== Text section ==
Drying seaweed with camel’s nostrils and moth eyes

Seastem is a startup building a bio-inspired seaweed dryer called Drylgae. I spoke to CEO and co-founder Mathias Baumann.

Why did you decide to focus on seaweed drying?

One of the main bottlenecks in seaweed production is the post-harvest phase. Seaweed really degrades in a short amount of time, so if you don’t stabilize the seaweed in the first 24 to 48 hours, it loses a lot of value. We identified drying as the process with the best trade-off between shelf-life and bioactive compounds preservation.

After doing an extensive literature research and talking to different stakeholders we understood that today’s drying techniques leave a lot to be desired. The current methods are either complex and energy-consuming, like oven drying or freeze drying, or rudimental and uncontrolled, like line drying in big barns.

So with this in mind, we decided to design our own seaweed dryer, one that would be more energy efficient and user-friendly.

How does the Drylgae system work?

Drylgae visual prototype

Our dryer relies on solar energy, so it reduces the energy inputs. It embeds a bio-inspired passive structure to dehumidify the seaweed. And finally we aim for an equipment that is light and resilient in order for it to be easily deployed as close as possible to the harvesting site, because of course it’s a major hurdle to transport your raw seaweed from your harvesting point to your drying facilities.

Can you explain the biomimetic principles at work?

We have three main modules. Two are dedicated to dehumidifying the air, the last one is dedicated to heating the air. The first structure is inspired by camel nostrils. To retain as much water as possible, camel nasal cavities have evolved in a way that dries the air very efficiently, basically by maximally increasing the contact surface.

The second module is a microporous membrane that is inspired by the Hercules beetle’s cuticle (the exoskeleton, red.). This insect’s cuticle basically absorbs water like silica gel – you have probably seen little bags of silica gel before, they come in anything from packaged foods to new shoes to keep moisture out.

Bio-inspired elements of the Drylgae system

Instead of silica we would absorb the remaining water in the air with a network of chitin filaments, which is the insect protein that the beetle’s cuticle is made of.

So at this point, we would have dried the engine’s air. But it still needs to be warmed up before entering the drying chamber. And this is where the last bio-inspired module comes in. This one is inspired by moth eyes. Moths avoid detection by predators through an anti-reflective coating on their eyes; this idea has already been used in some smartphone screens and other interfaces that need low reflection.

What we aim for here is that even with the slightest amount of light we are able to generate enough heat to warm up the air to around 35-40 degrees before it enters the drying chamber through this anti-reflective coating that maximizes the solar radiation absorption and thus maximizes solar heating.

What is the next step for Seastem?

Seastem reached the top 10 of the 2021 Biomimicry Global Design Challenge with our seaweed dryer concept. As a result, we are currently enrolled in the Launchpad organized by the Biomimicry Institute for ten weeks, which has allowed us to do extensive market research and validate our concept. 

As of yet Drylgae is still a visual prototype and we have to confirm our technical expectations. In the next month we will start prototyping and join local and international consortia, begin the quest for funding and start growing our startup little by little.

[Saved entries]
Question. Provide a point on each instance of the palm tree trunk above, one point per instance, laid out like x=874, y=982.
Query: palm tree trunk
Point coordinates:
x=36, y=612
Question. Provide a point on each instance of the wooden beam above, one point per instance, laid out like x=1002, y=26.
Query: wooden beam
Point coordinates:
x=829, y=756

--

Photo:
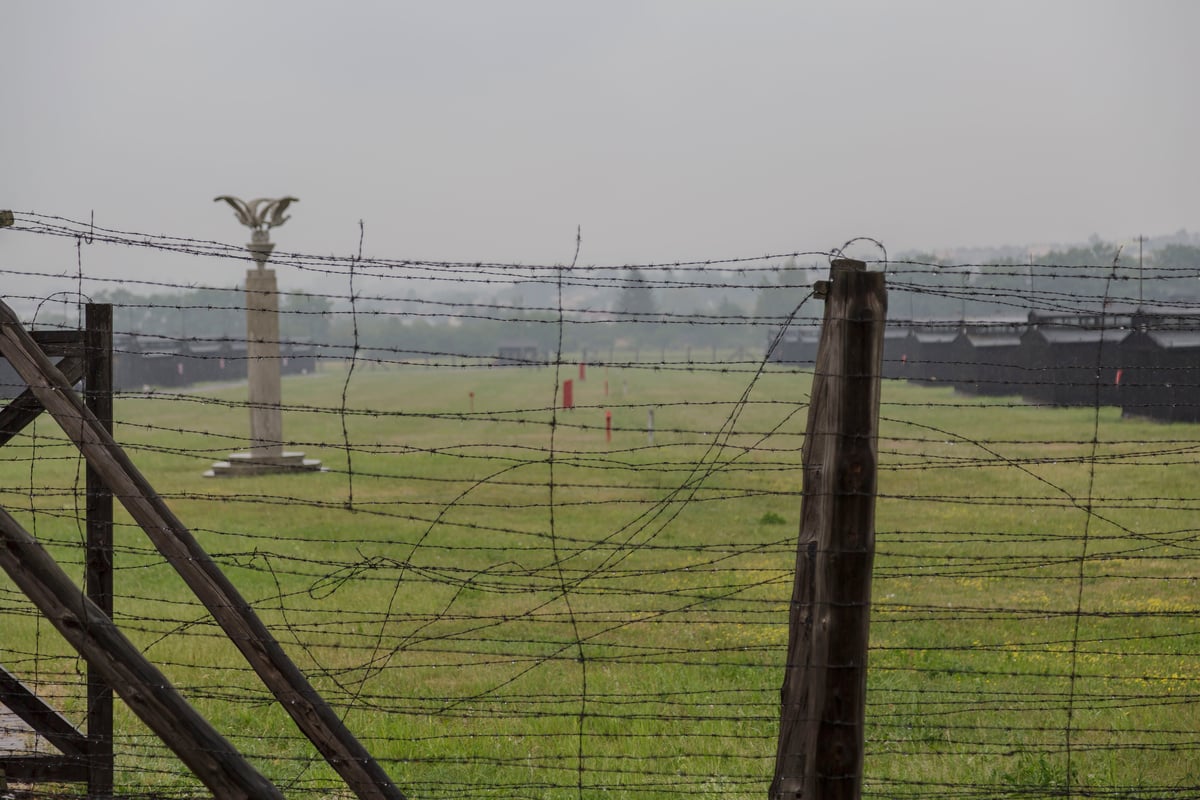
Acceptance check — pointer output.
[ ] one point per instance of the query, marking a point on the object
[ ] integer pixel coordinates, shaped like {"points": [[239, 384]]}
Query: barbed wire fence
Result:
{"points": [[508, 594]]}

== What to work on ==
1. Using the interview on seaweed drying, answer these questions:
(a) Within what time after harvest does seaweed need to be stabilized to avoid losing much of its value?
(b) What inspired the microporous membrane in the second module?
(c) To what temperature range does the third module aim to warm the air before it enters the drying chamber?
2. Summarize the interview on seaweed drying in two sentences.

== Answers by task ==
1.
(a) Within the first 24 to 48 hours.
(b) The cuticle of the Hercules beetle.
(c) Around 35 to 40 degrees.

2. Seastem is building Drylgae, a solar-powered seaweed dryer meant to be set up close to harvesting sites, because seaweed loses value unless it is stabilized soon after harvest and current drying methods are either complex and energy-consuming or uncontrolled. Its three modules take ideas from camel nostrils and the Hercules beetle's cuticle to dehumidify the air and from moth eyes to heat it, and after reaching the top 10 of the 2021 Biomimicry Global Design Challenge, the startup plans to move from a visual prototype to physical prototyping and to seek funding.